Gather every line in the records below that contains the word "post", and copy each one out in full.

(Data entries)
start

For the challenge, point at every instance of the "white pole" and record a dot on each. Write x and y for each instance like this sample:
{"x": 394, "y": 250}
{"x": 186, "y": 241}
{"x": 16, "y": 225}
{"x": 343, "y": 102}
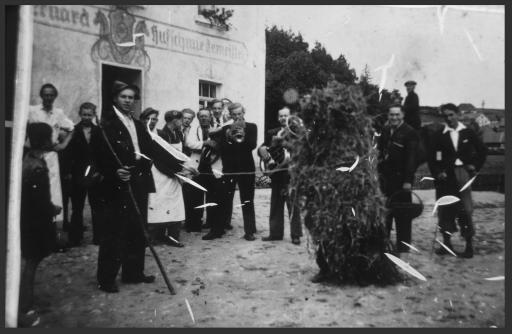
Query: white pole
{"x": 20, "y": 115}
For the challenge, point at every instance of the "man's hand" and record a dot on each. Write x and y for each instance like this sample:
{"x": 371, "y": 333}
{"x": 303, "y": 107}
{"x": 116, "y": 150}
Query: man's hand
{"x": 56, "y": 210}
{"x": 210, "y": 143}
{"x": 263, "y": 152}
{"x": 124, "y": 173}
{"x": 442, "y": 176}
{"x": 471, "y": 170}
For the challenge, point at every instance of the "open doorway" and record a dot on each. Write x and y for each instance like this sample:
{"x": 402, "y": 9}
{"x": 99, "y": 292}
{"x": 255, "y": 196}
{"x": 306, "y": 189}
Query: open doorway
{"x": 111, "y": 73}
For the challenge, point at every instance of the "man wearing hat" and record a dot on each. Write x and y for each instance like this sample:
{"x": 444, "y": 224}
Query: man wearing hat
{"x": 411, "y": 106}
{"x": 397, "y": 147}
{"x": 457, "y": 155}
{"x": 119, "y": 156}
{"x": 237, "y": 141}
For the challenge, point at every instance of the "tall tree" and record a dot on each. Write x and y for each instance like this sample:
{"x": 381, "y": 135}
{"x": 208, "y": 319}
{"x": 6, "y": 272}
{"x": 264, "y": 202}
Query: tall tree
{"x": 291, "y": 65}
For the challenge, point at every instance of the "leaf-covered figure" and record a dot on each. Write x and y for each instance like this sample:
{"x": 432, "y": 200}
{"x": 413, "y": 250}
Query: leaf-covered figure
{"x": 344, "y": 211}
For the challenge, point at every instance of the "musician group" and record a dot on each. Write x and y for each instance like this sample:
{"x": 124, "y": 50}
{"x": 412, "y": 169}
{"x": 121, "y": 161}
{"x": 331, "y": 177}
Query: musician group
{"x": 146, "y": 184}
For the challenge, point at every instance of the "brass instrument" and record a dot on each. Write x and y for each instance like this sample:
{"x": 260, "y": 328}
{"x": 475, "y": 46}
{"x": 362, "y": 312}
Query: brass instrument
{"x": 279, "y": 154}
{"x": 236, "y": 132}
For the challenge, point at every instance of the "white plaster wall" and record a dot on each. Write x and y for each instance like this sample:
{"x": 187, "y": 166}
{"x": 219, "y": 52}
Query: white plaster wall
{"x": 63, "y": 57}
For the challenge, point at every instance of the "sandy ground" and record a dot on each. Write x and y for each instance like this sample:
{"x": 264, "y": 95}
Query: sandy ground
{"x": 231, "y": 282}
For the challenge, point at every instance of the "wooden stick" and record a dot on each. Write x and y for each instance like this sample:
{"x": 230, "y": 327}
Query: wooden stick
{"x": 21, "y": 104}
{"x": 139, "y": 215}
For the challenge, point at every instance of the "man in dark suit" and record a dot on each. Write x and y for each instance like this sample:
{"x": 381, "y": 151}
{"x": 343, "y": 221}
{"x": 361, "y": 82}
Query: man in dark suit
{"x": 84, "y": 177}
{"x": 411, "y": 106}
{"x": 279, "y": 184}
{"x": 457, "y": 155}
{"x": 236, "y": 143}
{"x": 397, "y": 163}
{"x": 123, "y": 241}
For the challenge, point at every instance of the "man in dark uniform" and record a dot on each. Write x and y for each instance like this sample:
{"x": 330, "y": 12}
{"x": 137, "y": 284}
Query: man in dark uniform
{"x": 123, "y": 243}
{"x": 84, "y": 178}
{"x": 397, "y": 163}
{"x": 411, "y": 106}
{"x": 236, "y": 143}
{"x": 457, "y": 155}
{"x": 279, "y": 184}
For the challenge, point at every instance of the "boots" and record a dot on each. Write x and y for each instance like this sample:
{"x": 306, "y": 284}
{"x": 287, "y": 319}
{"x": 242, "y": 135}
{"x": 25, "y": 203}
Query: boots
{"x": 468, "y": 251}
{"x": 441, "y": 250}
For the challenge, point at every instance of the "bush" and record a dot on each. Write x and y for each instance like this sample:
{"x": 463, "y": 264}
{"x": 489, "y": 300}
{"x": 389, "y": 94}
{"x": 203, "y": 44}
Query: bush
{"x": 339, "y": 130}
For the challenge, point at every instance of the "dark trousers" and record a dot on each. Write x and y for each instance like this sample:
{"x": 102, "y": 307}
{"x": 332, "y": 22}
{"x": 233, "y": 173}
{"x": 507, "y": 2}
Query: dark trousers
{"x": 278, "y": 198}
{"x": 122, "y": 244}
{"x": 463, "y": 210}
{"x": 246, "y": 184}
{"x": 216, "y": 194}
{"x": 79, "y": 192}
{"x": 159, "y": 231}
{"x": 394, "y": 193}
{"x": 67, "y": 191}
{"x": 193, "y": 197}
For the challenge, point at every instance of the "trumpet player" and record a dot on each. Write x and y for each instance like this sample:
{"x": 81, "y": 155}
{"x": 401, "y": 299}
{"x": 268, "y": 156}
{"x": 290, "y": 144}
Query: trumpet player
{"x": 272, "y": 150}
{"x": 237, "y": 141}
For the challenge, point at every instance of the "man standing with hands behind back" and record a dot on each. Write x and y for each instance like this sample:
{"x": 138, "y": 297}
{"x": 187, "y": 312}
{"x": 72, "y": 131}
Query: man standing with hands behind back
{"x": 122, "y": 243}
{"x": 397, "y": 163}
{"x": 237, "y": 141}
{"x": 411, "y": 106}
{"x": 457, "y": 155}
{"x": 279, "y": 183}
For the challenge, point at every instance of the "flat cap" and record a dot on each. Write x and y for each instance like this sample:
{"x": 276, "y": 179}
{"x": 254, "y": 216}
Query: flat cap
{"x": 119, "y": 86}
{"x": 234, "y": 106}
{"x": 148, "y": 112}
{"x": 172, "y": 114}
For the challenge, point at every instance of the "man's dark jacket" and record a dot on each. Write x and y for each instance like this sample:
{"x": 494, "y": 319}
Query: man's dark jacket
{"x": 281, "y": 176}
{"x": 237, "y": 157}
{"x": 79, "y": 153}
{"x": 411, "y": 109}
{"x": 471, "y": 151}
{"x": 119, "y": 138}
{"x": 397, "y": 154}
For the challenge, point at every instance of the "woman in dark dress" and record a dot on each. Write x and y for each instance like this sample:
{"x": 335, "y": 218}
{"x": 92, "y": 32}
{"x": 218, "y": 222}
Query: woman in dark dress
{"x": 38, "y": 231}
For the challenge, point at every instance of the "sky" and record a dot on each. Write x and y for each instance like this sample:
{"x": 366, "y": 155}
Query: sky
{"x": 455, "y": 54}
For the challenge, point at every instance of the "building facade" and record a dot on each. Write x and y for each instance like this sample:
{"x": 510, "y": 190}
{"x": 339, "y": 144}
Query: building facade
{"x": 177, "y": 55}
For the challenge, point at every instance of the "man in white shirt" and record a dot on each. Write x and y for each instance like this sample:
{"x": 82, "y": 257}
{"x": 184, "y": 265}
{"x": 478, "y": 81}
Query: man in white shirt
{"x": 62, "y": 129}
{"x": 200, "y": 143}
{"x": 457, "y": 155}
{"x": 188, "y": 118}
{"x": 122, "y": 161}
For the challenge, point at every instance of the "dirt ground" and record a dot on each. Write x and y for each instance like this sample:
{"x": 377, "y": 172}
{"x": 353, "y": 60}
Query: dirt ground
{"x": 231, "y": 282}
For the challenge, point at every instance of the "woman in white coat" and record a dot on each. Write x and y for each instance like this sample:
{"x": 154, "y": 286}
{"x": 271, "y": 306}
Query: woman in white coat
{"x": 166, "y": 208}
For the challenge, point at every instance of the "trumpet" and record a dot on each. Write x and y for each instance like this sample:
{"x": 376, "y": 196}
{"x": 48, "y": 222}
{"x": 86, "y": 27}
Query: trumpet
{"x": 236, "y": 132}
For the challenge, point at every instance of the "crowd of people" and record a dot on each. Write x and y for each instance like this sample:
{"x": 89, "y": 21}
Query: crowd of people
{"x": 137, "y": 194}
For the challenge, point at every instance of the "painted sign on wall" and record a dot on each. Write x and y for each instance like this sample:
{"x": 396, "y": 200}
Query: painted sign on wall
{"x": 117, "y": 28}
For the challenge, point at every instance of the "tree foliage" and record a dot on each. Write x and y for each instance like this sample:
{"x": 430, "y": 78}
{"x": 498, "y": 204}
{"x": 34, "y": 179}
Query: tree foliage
{"x": 290, "y": 64}
{"x": 344, "y": 211}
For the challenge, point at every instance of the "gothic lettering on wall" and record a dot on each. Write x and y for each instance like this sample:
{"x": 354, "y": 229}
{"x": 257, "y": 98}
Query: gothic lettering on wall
{"x": 120, "y": 39}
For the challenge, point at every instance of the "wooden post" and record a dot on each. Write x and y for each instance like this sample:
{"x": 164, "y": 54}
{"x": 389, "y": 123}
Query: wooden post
{"x": 20, "y": 115}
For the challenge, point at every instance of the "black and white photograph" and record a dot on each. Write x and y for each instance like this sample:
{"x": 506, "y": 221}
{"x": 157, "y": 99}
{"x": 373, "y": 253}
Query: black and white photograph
{"x": 268, "y": 166}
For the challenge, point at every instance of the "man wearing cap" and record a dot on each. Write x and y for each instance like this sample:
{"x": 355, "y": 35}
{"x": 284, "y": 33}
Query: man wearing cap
{"x": 279, "y": 183}
{"x": 84, "y": 178}
{"x": 120, "y": 159}
{"x": 396, "y": 166}
{"x": 457, "y": 155}
{"x": 237, "y": 141}
{"x": 217, "y": 109}
{"x": 205, "y": 159}
{"x": 411, "y": 106}
{"x": 188, "y": 117}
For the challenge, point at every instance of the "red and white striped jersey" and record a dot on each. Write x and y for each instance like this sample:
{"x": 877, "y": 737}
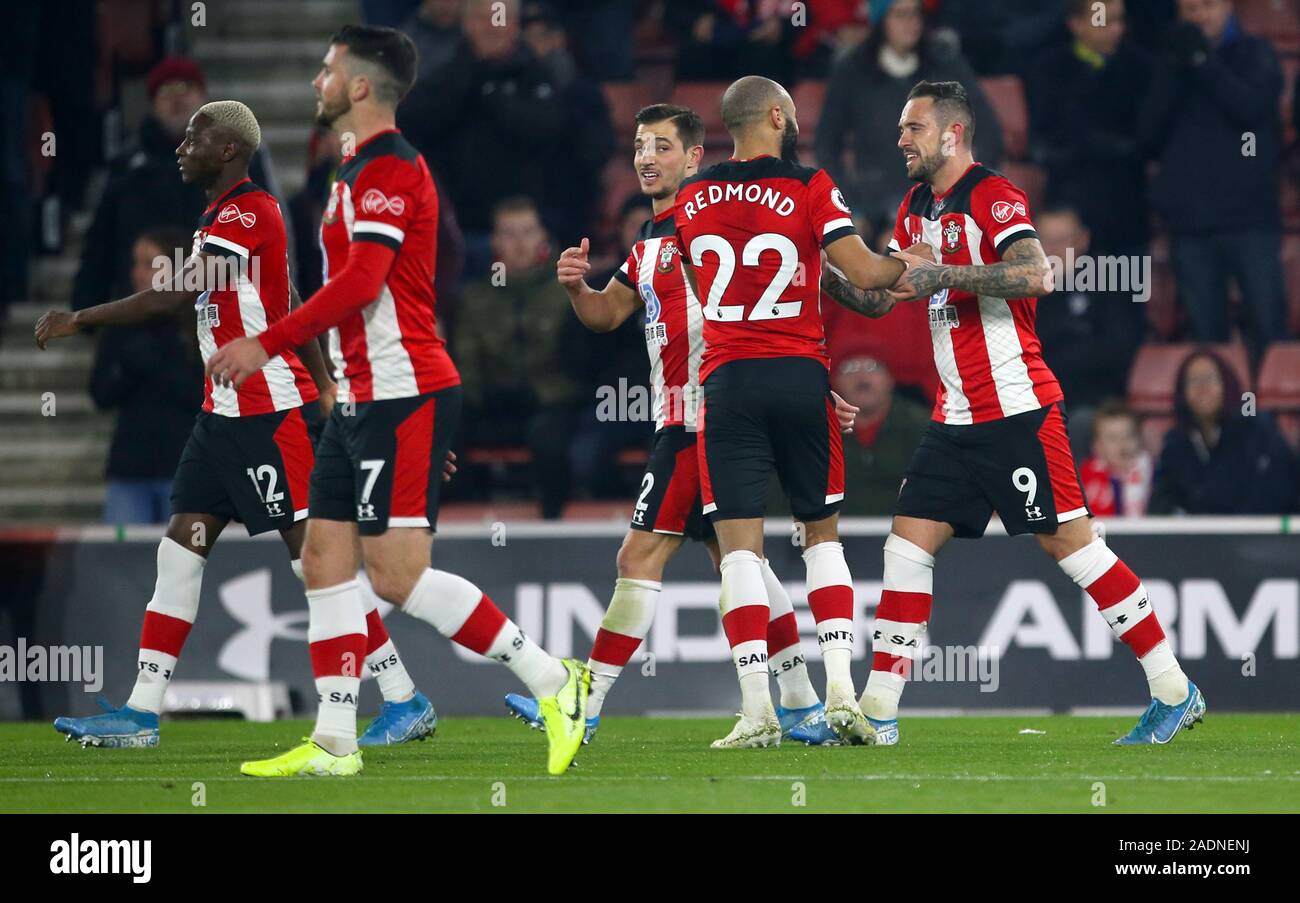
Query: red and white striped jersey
{"x": 754, "y": 231}
{"x": 245, "y": 226}
{"x": 986, "y": 348}
{"x": 674, "y": 321}
{"x": 389, "y": 348}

end

**The completed task**
For the challenge, point at every instance of the "wooden post" and record a dot on each. Write x and y for each instance like this sample:
Query: wooden post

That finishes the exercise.